* _Data for review_
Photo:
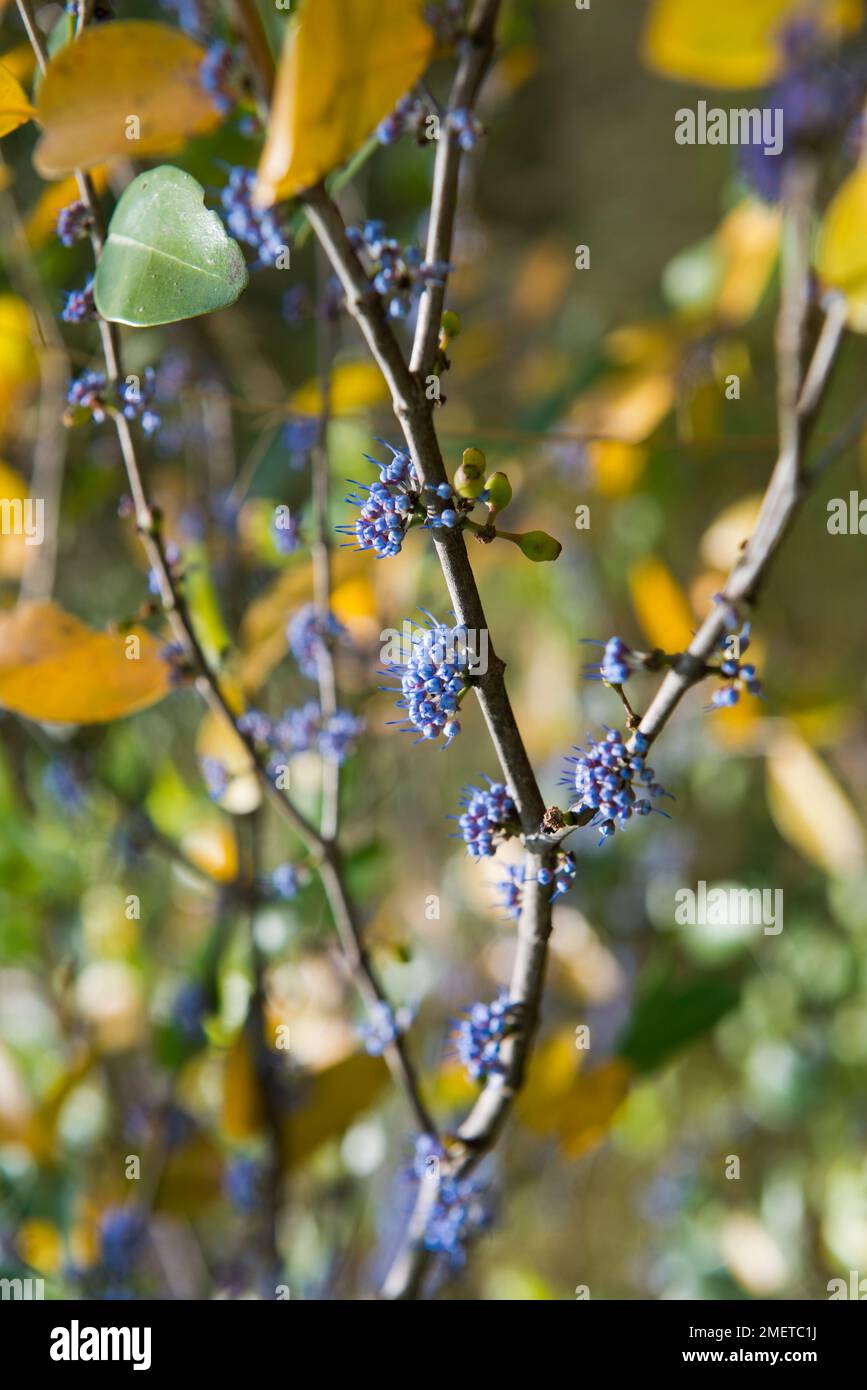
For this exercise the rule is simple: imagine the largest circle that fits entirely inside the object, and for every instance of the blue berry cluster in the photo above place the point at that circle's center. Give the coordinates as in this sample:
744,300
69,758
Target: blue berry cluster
72,223
304,635
399,274
562,876
254,227
299,730
410,114
217,74
603,776
79,305
512,891
122,1235
739,676
489,816
478,1037
460,1211
86,395
285,881
819,95
384,1027
136,401
432,680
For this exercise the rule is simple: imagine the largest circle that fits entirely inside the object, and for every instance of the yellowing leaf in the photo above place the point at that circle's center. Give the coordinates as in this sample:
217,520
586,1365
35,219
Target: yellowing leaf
13,545
660,606
628,406
748,241
353,387
730,45
56,669
724,538
842,246
338,1094
42,221
128,88
616,466
14,106
562,1098
343,67
810,809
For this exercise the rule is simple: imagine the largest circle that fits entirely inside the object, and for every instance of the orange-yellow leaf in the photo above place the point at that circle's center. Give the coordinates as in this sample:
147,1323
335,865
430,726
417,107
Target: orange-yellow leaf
14,106
841,253
56,669
660,605
343,67
42,220
810,809
128,88
732,43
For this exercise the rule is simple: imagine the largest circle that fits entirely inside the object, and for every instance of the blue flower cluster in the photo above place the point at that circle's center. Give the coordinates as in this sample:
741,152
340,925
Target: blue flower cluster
254,227
79,305
478,1037
88,394
384,1027
72,224
491,816
136,398
285,881
459,1214
304,634
299,730
399,274
603,776
217,72
739,676
432,680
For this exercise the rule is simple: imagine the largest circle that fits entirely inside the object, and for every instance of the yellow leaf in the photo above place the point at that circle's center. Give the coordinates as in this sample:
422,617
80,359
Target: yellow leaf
14,106
562,1098
40,1246
627,406
56,669
842,246
114,75
810,809
13,545
42,221
724,538
730,45
616,466
343,67
353,387
748,239
660,606
338,1094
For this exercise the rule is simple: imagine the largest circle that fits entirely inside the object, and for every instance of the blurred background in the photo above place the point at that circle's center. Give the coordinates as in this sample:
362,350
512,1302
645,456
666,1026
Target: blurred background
125,1026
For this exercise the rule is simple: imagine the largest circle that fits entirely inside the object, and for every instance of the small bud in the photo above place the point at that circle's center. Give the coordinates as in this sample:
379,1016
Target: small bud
499,491
474,463
468,484
539,545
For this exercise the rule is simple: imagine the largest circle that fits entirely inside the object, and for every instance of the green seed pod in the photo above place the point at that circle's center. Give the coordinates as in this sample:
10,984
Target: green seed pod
468,484
474,463
450,324
539,545
499,491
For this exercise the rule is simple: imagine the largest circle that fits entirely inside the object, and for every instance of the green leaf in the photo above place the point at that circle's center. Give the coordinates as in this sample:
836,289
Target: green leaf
671,1015
167,256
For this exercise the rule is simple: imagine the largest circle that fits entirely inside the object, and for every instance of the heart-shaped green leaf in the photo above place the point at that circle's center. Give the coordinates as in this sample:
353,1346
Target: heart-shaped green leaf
167,257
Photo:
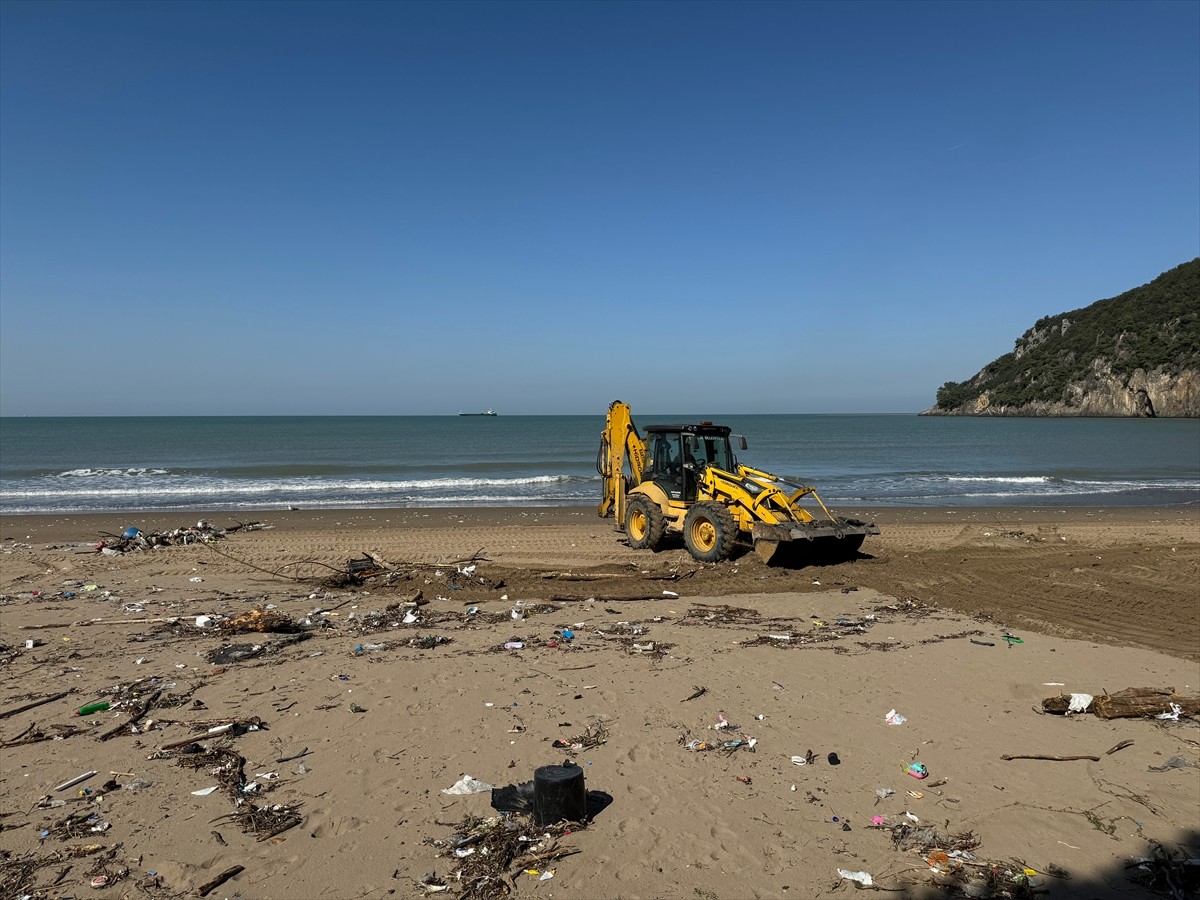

* _What the exercise asks_
The reply has to reproduce every line above verbatim and contain no pictures.

* _Result_
Photo:
For this exercise the rule is simple: imagine the largest circle that fits entirely inside the object, and for every instance of the blue berry cluster in the photo above place the point at that circle's center. Give the coordinates as in this sample:
744,300
69,758
Target: blue berry cluster
72,223
304,635
399,274
562,876
254,227
299,730
410,114
217,74
603,776
79,305
512,891
122,1235
739,676
489,816
478,1037
460,1211
86,395
285,881
819,95
384,1027
136,401
432,680
For this exercise the rule is simple: imagine the largest circle that fits entirely inside the object, and for every instance of the yellowing leaf in the photo above place the point at that circle's center. Give the coordinates as in this sample:
217,520
586,1365
35,219
Target: yellowing leaf
13,545
660,606
628,406
748,241
353,387
730,45
56,669
724,538
842,246
338,1094
42,221
128,88
616,466
14,106
562,1098
343,67
810,809
For this exercise the rule is simple: imagine the largest circle that fits entirely inside the object, and for every instance of the orange-yellow leaf in the photo above place the point at that circle's center. Give the coordinates as in this sample:
147,1323
335,865
430,726
417,107
Target: orange-yellow leaf
14,106
841,253
56,669
660,605
343,67
42,220
810,809
128,88
732,43
For this exercise the rule is simple: imagine the largest circle that fits entirely inside the object, and for every instance of the blue flower cluster in the photo above place the point at that circle's center. Give the coordinates as in this sample:
741,152
340,925
Target: blue flower cluster
254,227
79,305
478,1037
88,394
384,1027
72,224
491,816
136,398
285,881
459,1214
304,634
299,730
399,274
603,776
217,72
739,676
432,680
For this exercise the rule is simple: imagine the largest circle that fits entirely inside the object, and for every instance of the yellow leaf in the photo above place the point at that circle's center. Give the coordinates as in this sample:
422,617
80,359
Target: yellow leaf
14,106
562,1098
40,1246
627,406
56,669
842,246
114,75
810,809
13,545
42,221
724,538
730,45
616,466
343,67
353,387
748,239
660,606
338,1094
For this exercise the rule is simple: imagine the largest circle that fits entirely inside the object, and for every instance of the blurred background in the photo above place the point at that circle's center. Give the coordinates as in this sample:
362,350
512,1302
645,456
666,1026
Target: blurred background
125,1026
For this exercise the rule is simple: imagine the largest circle that fits entirely inside the object, and for every instance of the small bud in the photo above place the point at that circle's center. Give the coordinates as in this sample:
379,1016
Target: small bud
499,491
474,463
468,484
539,545
For this exercise the rule is simple: imagine the largest circle that fits entirely inside the object, and for every instance of the green seed pod in the photo above place the point at that circle's center. Give the coordinates as in this sample:
10,984
Target: green seed pod
468,484
474,463
450,324
539,545
499,491
For this exercise the rule is simple: imagine the largest circle that fits entirely inside the object, and for every instance of the green leaf in the photo above place the point at that circle's center. Give the coordinates as in this sample:
836,289
Target: green leaf
671,1015
167,256
For this exercise the rule is simple: imagine the largest circle that fits entirely inside the object, and for every instance of the heart-shaped green leaf in the photo above place the point at that circle's center. Give the coordinates as in this sample:
353,1346
Target: heart-shaped green leaf
167,257
Photo:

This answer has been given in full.